**DATA PROVIDED**

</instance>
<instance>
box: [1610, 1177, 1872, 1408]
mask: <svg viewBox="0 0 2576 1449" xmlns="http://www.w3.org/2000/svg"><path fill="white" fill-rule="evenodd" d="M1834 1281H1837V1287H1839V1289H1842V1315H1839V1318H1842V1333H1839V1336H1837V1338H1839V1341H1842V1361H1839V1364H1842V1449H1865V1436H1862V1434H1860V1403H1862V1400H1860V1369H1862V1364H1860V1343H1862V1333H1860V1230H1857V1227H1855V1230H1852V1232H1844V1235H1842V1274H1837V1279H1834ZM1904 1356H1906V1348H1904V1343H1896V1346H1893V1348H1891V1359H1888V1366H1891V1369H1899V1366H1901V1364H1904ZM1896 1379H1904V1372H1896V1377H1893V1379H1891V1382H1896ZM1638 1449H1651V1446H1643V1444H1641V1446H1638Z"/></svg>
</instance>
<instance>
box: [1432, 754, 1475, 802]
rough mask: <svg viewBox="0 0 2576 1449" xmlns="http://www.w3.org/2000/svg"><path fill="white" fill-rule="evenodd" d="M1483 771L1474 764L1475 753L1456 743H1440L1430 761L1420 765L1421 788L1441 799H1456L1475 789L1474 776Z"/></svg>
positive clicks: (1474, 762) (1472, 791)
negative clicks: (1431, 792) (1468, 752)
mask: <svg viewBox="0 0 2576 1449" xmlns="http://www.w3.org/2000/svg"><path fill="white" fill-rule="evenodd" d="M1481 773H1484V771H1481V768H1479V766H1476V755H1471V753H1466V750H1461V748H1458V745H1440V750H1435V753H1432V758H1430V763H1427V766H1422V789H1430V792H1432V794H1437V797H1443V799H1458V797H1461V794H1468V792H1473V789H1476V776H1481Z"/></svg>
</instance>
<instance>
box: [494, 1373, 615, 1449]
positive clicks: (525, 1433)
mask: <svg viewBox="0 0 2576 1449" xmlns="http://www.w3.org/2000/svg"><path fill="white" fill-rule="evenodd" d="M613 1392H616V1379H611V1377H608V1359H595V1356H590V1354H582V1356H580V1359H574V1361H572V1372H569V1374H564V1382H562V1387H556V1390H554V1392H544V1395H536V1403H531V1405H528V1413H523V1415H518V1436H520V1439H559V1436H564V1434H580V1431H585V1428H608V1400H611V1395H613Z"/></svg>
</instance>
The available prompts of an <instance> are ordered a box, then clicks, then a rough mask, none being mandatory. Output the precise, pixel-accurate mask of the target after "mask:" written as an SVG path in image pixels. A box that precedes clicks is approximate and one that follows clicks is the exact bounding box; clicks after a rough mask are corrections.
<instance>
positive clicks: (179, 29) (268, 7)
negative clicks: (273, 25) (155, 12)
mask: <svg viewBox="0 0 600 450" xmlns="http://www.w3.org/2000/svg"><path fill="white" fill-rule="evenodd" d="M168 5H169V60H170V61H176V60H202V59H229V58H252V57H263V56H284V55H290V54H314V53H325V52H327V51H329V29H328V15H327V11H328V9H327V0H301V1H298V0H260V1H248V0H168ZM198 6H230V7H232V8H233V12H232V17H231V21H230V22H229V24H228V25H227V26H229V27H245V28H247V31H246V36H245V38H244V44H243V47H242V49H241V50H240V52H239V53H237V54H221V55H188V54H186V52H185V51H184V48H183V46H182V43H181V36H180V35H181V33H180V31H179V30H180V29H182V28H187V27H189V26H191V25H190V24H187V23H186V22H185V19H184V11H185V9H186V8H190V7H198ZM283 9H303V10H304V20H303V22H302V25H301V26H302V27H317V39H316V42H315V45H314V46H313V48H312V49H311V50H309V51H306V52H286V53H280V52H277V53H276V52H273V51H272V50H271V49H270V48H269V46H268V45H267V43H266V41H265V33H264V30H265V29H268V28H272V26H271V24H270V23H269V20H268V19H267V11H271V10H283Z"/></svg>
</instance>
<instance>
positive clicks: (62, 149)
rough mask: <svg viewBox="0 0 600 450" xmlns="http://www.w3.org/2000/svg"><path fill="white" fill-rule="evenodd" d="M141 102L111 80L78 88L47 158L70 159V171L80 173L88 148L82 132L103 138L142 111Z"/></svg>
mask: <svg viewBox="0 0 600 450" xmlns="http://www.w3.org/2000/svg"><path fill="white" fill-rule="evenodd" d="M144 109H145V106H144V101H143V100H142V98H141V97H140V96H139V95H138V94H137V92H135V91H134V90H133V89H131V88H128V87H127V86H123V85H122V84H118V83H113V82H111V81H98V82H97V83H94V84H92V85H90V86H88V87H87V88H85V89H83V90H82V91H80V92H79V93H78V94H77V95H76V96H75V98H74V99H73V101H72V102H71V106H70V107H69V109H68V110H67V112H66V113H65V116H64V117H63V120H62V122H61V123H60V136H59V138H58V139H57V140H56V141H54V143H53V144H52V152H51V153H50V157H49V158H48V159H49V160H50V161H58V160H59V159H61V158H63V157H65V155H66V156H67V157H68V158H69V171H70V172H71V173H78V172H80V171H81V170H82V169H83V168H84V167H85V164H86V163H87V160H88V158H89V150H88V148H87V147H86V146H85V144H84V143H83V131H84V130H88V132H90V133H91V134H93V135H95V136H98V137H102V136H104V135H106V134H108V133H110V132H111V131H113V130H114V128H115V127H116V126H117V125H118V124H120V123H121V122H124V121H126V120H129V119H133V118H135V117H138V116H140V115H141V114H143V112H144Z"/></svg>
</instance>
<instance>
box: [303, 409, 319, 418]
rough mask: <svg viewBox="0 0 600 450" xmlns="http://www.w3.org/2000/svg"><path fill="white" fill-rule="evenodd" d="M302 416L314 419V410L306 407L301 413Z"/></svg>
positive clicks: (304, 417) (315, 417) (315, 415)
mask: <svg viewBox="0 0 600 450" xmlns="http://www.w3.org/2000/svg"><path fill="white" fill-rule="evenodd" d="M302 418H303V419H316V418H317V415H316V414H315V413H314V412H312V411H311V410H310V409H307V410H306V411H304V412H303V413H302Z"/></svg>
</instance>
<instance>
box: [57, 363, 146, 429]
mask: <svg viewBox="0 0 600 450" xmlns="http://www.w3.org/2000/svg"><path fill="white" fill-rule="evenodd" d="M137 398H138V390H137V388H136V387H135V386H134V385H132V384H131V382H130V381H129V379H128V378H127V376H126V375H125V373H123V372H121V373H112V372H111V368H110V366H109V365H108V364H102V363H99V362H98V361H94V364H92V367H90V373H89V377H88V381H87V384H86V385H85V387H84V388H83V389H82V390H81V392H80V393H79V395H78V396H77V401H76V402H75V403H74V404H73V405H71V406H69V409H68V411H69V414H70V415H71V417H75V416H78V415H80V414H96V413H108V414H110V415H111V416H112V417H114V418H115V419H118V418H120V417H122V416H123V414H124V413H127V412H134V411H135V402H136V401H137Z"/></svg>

**WHAT IS NEEDED**
Word for word, restate the lines of the listing above starting at the line with "box: [1432, 754, 1475, 802]" and ending at the line with "positive clicks: (1474, 762) (1472, 791)", and nothing outside them.

**RESULT OF THIS TASK**
box: [1432, 754, 1475, 802]
rough mask: <svg viewBox="0 0 2576 1449" xmlns="http://www.w3.org/2000/svg"><path fill="white" fill-rule="evenodd" d="M1483 771L1474 764L1475 753L1456 743H1440L1430 761L1420 765L1421 788L1441 799H1456L1475 789L1474 776Z"/></svg>
positive clicks: (1474, 762) (1472, 791)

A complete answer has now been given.